▸ Set exercise:
Tally the lines in the material below that contain the string "stack", treating uppercase and lowercase as different, and give only the number.
══ Exercise materials ══
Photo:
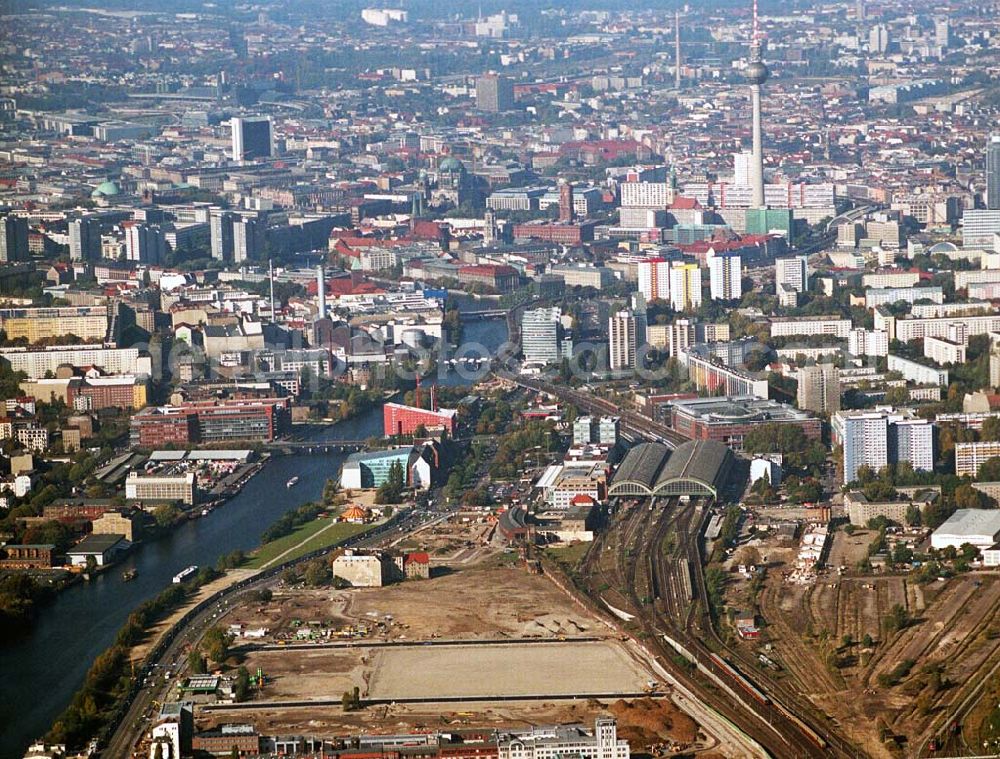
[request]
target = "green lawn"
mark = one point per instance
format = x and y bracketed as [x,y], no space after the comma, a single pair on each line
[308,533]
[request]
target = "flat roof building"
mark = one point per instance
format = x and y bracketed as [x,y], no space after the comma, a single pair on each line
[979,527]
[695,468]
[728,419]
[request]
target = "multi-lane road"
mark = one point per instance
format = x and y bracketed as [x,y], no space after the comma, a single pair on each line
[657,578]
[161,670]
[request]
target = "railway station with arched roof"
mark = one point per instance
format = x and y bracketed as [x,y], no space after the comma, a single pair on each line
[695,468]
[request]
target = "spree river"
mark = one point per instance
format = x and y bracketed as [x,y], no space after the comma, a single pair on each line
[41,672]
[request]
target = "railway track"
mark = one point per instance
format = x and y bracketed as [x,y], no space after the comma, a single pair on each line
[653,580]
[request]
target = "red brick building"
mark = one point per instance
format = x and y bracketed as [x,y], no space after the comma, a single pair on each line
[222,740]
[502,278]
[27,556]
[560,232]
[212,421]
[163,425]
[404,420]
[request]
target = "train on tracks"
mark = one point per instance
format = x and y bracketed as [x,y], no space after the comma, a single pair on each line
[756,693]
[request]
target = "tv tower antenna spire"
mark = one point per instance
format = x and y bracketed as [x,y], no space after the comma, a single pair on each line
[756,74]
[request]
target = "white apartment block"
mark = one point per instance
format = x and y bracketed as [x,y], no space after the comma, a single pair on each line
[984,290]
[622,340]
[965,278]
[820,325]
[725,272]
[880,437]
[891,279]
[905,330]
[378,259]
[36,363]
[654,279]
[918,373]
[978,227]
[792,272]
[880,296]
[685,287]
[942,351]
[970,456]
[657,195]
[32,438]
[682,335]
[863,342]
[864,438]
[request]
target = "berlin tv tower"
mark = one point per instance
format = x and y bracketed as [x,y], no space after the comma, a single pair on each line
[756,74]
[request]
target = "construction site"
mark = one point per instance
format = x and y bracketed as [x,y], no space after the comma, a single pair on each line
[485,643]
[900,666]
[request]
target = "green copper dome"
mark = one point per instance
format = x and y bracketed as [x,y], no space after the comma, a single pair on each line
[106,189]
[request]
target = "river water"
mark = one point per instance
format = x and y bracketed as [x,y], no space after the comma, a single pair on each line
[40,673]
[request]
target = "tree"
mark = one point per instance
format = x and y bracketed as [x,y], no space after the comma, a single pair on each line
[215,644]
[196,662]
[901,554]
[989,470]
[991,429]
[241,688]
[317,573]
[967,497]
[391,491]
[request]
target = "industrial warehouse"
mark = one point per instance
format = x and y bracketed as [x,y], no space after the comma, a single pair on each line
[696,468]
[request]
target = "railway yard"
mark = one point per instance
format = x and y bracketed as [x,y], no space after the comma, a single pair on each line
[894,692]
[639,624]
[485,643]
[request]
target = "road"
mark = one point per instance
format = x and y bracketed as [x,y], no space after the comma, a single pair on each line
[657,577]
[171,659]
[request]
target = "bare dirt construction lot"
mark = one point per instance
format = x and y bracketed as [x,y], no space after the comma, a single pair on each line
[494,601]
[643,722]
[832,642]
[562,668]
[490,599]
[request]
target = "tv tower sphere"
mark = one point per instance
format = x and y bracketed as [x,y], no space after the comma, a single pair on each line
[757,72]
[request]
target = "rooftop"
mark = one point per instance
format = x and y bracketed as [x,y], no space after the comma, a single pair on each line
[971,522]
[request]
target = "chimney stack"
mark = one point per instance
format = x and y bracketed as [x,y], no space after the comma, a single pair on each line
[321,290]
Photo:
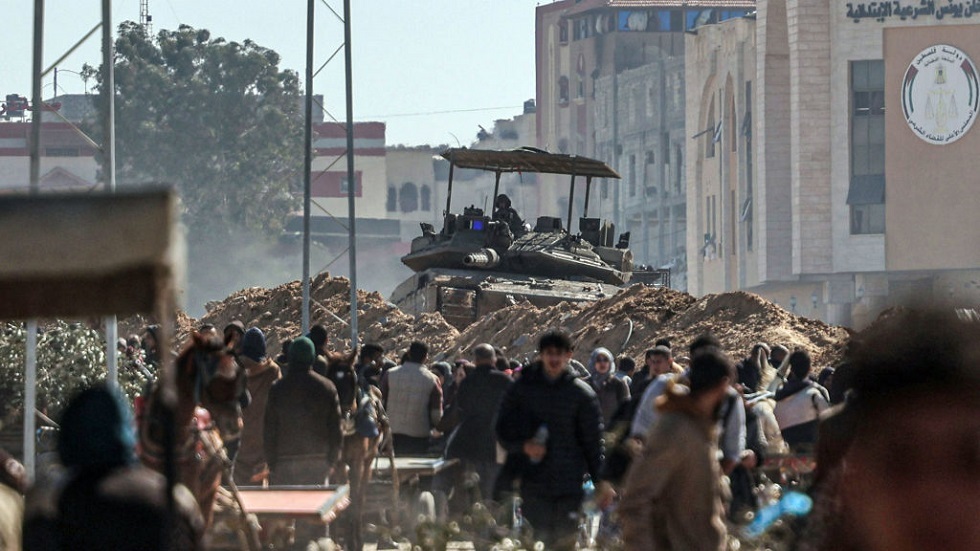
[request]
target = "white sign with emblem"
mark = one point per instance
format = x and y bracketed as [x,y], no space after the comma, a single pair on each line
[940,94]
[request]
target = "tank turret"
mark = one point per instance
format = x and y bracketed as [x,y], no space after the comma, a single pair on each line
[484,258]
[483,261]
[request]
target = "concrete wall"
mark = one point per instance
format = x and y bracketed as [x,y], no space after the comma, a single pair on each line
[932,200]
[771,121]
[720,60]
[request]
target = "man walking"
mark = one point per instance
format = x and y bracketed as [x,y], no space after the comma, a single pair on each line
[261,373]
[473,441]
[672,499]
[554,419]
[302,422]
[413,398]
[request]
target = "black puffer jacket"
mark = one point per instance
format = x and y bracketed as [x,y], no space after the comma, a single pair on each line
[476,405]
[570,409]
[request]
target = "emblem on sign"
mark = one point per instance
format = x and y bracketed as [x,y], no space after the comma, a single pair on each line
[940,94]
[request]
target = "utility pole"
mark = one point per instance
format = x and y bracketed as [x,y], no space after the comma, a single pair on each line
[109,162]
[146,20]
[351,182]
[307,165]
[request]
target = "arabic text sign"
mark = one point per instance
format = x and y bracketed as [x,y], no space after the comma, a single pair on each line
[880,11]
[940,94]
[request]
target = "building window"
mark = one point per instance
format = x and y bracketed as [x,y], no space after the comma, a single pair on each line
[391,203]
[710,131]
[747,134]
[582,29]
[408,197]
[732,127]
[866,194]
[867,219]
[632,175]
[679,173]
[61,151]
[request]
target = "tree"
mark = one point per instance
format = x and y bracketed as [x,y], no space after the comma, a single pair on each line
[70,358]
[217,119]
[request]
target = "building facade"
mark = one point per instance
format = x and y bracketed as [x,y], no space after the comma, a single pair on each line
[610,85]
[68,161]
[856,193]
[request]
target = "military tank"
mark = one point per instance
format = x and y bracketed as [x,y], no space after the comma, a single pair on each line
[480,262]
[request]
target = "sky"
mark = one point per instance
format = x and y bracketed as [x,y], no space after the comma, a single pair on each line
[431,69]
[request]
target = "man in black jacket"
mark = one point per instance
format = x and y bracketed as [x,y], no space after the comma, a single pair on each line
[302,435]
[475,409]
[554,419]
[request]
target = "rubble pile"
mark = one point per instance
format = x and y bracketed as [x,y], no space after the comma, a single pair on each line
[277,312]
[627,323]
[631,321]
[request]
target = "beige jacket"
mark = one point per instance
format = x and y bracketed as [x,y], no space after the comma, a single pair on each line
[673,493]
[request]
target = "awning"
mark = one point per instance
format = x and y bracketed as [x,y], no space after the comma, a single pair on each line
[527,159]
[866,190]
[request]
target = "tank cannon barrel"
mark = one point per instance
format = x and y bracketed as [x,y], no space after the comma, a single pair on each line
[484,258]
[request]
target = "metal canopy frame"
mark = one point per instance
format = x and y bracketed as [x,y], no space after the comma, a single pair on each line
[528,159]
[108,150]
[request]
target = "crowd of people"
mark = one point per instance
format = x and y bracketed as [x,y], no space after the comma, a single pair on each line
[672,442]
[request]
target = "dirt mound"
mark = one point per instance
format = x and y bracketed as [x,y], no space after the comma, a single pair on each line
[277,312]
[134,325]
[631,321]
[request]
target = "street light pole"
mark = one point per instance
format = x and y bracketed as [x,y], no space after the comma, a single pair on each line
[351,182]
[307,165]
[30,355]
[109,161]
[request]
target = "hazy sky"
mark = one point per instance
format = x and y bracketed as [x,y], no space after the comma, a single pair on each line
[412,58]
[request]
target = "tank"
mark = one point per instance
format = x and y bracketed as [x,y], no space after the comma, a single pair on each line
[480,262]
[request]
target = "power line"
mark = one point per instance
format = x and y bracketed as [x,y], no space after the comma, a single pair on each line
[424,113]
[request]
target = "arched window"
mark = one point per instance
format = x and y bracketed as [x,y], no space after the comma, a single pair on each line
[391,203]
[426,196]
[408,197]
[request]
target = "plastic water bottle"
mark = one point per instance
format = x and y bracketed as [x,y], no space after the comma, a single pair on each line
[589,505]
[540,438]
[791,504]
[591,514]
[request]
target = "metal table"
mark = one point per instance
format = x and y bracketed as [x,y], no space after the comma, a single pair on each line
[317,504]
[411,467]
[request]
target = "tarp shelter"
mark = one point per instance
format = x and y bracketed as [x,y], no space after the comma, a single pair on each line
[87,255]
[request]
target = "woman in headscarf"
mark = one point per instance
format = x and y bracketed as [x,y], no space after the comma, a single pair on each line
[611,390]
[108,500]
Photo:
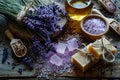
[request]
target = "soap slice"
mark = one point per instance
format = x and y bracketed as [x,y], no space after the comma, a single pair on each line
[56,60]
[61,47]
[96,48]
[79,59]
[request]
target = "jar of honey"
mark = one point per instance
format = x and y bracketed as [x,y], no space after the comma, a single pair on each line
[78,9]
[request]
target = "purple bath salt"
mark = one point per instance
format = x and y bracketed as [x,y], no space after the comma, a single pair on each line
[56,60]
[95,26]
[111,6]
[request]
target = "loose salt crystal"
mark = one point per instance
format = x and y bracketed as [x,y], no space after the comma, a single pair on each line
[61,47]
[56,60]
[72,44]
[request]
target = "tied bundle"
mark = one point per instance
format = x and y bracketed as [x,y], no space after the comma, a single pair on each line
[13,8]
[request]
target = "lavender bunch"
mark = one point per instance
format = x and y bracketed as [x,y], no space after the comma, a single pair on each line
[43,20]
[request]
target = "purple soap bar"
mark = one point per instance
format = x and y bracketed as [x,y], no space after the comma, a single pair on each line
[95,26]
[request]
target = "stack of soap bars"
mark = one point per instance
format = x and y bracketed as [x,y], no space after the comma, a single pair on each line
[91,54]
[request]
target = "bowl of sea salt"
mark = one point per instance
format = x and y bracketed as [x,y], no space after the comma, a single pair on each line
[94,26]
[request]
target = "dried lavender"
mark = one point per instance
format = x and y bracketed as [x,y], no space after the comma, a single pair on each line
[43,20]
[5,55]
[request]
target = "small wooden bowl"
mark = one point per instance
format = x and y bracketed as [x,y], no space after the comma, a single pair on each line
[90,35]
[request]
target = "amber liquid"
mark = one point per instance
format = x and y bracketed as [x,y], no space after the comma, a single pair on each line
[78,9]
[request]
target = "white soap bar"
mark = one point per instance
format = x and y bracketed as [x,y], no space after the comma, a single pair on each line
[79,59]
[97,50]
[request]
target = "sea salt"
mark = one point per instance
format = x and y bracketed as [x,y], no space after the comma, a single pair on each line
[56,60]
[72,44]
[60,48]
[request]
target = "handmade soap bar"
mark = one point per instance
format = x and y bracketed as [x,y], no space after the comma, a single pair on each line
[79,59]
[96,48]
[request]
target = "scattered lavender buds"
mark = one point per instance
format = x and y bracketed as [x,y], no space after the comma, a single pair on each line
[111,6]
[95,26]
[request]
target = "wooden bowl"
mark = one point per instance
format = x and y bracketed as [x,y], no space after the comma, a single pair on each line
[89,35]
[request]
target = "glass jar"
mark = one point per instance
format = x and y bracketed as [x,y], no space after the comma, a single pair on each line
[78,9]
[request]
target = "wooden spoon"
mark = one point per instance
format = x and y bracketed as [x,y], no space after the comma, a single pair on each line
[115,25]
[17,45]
═══
▸ Response to the task:
2